Start of Selection
I will resolve my difficulties by giving my feedback here and then going to
vote +1 on the vote thread.
Colin can choose whether to address my concerns now or use his "unstable"
option to wait and see...

My main concern is the RequestOptions objects... It was discussed earlier a
bit, but I'm not sure my particular concerns were addressed. I see the
following issues with it:
* They double the number of methods we have
* They are pretty similar, so it isn't clear why we need all those
different objects
* All our other APIs specify timeouts either in method calls directly or in
the configuration for the entire object.

We also typically don't use methods that start with "set", but this is
minor.

The configs for NewTopic are Map - shouldn't we use the
LogConfig object that we already have? This will take care of documentation
and be similar to ProducerConfig and ConsumerConfig?

My concerns aside, thank you for working on this much needed API.

Gwen

On Mon, Mar 13, 2017 at 3:26 PM, Colin McCabe  wrote:

> Hi Radai,
>
> Thanks for looking at the KIP again.
>
> On Mon, Mar 13, 2017, at 12:33, radai wrote:
> > looking at the KIP as it is now, looks like all *Options objects have a
> > common timeout property. could it be extracted to a common
> > AdminRequestOptions or something?
>
> Perhaps I'm missing something, but I don't think there is any reason to
> extract the timeout property.  It doesn't simplify the implementation
> (I've already implemented the interface in a branch, so I know this for
> sure.)  It doesn't simplify the API exposed to the users, since they
> will still want to provide the specific option type corresponding to the
> call.  Also, as we discussed previously in the thread (about NewTopic),
> having lot of inheritance and base classes makes it difficult to change
> classes over time.  It is better to simply use composition.
>
> I think it would be much better to get the AdminClient interface in, and
> start iterating on it incrementally as we discover ways it could be
> better.  This is similar to how some things in Streams were added as
> unstable interfaces and then stabilized over time.
>
> best,
> Colin
>
>
> >
> > On Thu, Mar 9, 2017 at 2:14 PM, Colin McCabe  wrote:
> >
> > > Hi all,
> > >
> > > We've been discussing this for a while (about a month) and I think
> > > people have made some great points that improved the proposal.  In
> > > particular, adding async and batching was important.  I've also been
> > > talking with some end-users who would like to make use of this API.
> > > Once this is in, we can iterate on it before the release, and it will
> > > also unblock a lot of other admin proposals.  I think it would be good
> > > to start the vote in a little bit, assuming there are no objections.
> > >
> > > best,
> > > Colin
> > >
> > >
> > > On Wed, Mar 8, 2017, at 17:09, Colin McCabe wrote:
> > > > On Mon, Mar 6, 2017, at 11:55, Ismael Juma wrote:
> > > > > Thanks Colin.
End of Selection
Start of Record list
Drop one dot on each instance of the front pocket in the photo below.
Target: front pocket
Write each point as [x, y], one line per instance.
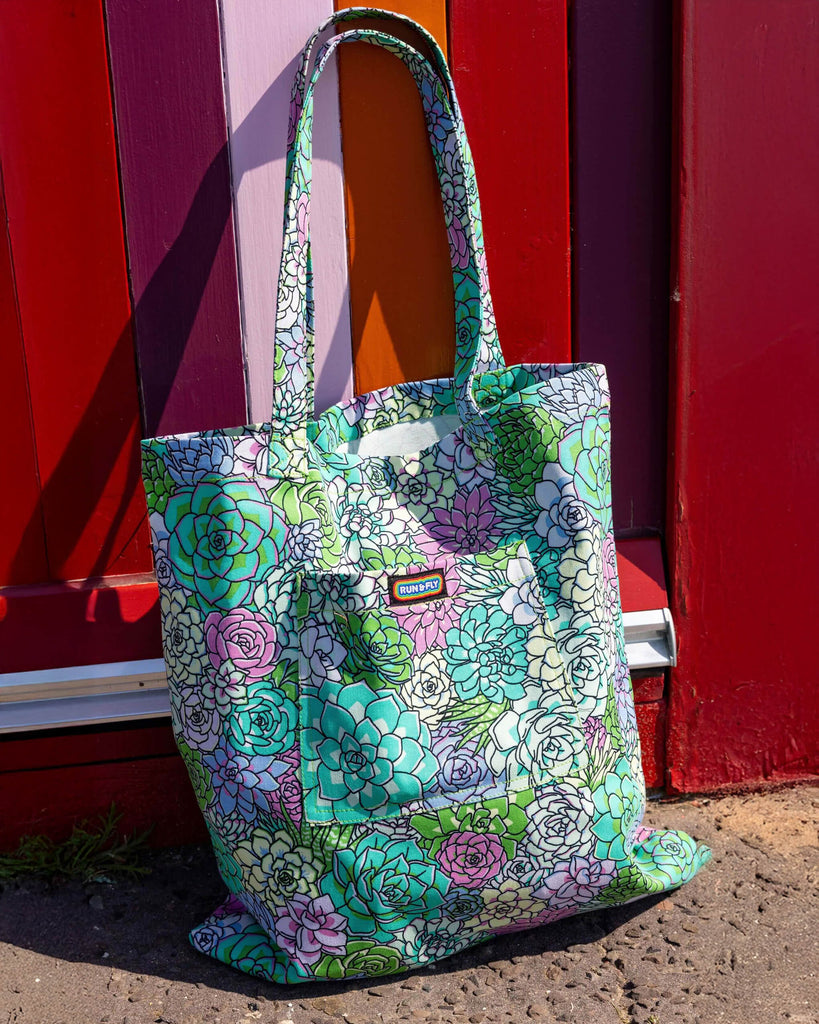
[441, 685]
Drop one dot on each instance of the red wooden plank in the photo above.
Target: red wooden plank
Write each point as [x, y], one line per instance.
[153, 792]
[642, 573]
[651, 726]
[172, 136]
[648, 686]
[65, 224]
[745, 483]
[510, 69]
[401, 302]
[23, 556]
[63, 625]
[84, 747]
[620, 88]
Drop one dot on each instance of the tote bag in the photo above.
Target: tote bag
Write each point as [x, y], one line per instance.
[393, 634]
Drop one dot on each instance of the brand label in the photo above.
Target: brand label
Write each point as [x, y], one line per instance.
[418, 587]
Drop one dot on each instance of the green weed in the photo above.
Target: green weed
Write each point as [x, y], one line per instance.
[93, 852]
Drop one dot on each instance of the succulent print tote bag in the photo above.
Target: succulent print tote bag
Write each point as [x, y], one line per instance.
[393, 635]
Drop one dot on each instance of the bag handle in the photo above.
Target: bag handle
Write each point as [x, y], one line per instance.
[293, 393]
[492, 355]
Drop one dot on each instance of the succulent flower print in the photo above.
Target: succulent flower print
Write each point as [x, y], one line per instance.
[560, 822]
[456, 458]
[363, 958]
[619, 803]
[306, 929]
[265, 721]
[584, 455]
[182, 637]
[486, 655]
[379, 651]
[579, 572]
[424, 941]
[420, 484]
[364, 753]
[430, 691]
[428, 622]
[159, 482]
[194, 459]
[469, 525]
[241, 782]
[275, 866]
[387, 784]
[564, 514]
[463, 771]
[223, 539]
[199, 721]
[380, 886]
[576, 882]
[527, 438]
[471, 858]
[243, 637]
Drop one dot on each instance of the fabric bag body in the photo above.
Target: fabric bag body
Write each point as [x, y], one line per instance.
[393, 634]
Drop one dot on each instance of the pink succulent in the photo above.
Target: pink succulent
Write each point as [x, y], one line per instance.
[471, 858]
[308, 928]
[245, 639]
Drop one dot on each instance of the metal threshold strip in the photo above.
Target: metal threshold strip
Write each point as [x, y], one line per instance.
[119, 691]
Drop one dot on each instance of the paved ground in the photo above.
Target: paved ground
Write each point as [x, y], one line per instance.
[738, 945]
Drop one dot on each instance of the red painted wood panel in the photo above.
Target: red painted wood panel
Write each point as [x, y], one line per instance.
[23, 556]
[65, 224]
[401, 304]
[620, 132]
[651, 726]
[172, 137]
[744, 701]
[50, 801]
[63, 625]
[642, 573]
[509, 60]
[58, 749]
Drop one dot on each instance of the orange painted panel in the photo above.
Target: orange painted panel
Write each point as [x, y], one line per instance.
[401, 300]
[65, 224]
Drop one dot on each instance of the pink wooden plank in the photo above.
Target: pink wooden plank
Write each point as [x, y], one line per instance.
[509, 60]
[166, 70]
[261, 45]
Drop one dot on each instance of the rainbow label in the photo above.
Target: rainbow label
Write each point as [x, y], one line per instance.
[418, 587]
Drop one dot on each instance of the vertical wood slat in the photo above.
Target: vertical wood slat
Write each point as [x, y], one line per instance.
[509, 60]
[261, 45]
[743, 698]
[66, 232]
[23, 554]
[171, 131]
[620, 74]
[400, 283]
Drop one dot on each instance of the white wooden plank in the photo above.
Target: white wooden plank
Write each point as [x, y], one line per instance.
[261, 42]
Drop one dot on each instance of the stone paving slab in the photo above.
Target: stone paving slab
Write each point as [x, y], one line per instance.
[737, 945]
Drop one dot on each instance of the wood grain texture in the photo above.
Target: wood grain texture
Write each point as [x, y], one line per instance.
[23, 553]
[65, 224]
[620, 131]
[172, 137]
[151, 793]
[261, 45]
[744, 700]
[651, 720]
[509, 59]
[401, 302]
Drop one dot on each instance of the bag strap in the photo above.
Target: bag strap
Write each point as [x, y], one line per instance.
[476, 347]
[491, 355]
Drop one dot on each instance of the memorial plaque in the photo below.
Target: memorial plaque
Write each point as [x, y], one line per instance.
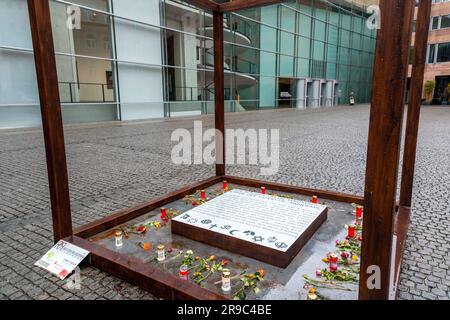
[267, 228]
End of Record list
Start of Record list
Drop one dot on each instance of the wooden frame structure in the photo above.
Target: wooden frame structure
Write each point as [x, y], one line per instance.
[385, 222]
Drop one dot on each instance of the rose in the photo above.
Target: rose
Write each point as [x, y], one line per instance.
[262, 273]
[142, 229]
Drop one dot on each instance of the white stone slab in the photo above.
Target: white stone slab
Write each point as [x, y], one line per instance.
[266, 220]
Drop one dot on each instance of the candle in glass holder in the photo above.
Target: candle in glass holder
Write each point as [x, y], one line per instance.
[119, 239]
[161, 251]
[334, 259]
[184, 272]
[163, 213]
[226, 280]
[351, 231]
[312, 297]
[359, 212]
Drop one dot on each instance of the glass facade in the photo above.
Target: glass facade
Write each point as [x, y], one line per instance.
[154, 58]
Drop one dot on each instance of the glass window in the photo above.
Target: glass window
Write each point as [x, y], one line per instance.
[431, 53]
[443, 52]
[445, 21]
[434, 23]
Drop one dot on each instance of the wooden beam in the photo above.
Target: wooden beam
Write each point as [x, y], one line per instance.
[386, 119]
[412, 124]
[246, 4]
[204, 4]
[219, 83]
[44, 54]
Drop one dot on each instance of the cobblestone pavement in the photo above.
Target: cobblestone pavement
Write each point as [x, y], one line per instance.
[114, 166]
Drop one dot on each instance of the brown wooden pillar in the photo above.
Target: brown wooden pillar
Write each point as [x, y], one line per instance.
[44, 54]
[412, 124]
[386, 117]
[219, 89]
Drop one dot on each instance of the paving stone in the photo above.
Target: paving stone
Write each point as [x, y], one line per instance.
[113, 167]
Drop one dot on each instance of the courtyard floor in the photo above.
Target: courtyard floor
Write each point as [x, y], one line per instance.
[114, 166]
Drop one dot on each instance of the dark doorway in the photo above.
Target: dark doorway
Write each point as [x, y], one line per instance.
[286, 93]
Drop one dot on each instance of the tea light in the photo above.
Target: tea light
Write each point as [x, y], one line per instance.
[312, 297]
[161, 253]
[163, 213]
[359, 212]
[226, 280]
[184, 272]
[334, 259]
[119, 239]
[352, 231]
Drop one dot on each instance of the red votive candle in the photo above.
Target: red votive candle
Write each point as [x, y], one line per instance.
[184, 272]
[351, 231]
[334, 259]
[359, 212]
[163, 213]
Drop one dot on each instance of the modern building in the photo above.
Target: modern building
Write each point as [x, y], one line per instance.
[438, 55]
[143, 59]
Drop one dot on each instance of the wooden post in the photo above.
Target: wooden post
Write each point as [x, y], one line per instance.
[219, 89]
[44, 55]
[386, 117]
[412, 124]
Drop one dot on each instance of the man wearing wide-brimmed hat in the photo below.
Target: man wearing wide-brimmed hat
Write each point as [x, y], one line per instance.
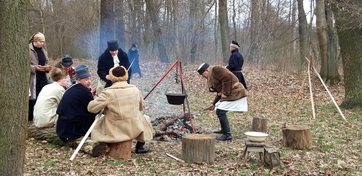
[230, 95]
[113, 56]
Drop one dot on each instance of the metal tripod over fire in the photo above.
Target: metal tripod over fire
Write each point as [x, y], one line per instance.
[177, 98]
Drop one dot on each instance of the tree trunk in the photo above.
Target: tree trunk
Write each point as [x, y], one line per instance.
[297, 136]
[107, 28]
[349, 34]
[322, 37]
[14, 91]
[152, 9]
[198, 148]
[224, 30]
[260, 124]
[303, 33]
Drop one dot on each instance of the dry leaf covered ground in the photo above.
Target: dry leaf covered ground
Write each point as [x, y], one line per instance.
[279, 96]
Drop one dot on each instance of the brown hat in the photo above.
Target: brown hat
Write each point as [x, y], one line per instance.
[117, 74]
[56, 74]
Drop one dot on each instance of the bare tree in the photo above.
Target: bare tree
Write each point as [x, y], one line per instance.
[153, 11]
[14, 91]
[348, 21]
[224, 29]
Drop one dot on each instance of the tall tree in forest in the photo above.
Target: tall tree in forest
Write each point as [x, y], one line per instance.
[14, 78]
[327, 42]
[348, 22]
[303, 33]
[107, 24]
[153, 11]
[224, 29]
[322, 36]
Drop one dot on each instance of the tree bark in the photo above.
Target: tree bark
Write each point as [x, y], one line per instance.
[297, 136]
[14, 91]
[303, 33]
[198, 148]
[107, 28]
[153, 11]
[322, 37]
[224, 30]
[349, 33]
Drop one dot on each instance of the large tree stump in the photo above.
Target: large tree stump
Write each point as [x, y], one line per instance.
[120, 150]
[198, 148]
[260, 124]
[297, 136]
End of Record list
**Required task**
Rewrite the part of the AdminClient thread that opens with the words containing "My concerns aside, thank" and closes with "the KIP again.", changing "KIP" to "proposal".

**Task response**
My concerns aside, thank you for working on this much needed API.

Gwen

On Mon, Mar 13, 2017 at 3:26 PM, Colin McCabe  wrote:

> Hi Radai,
>
> Thanks for looking at the proposal again.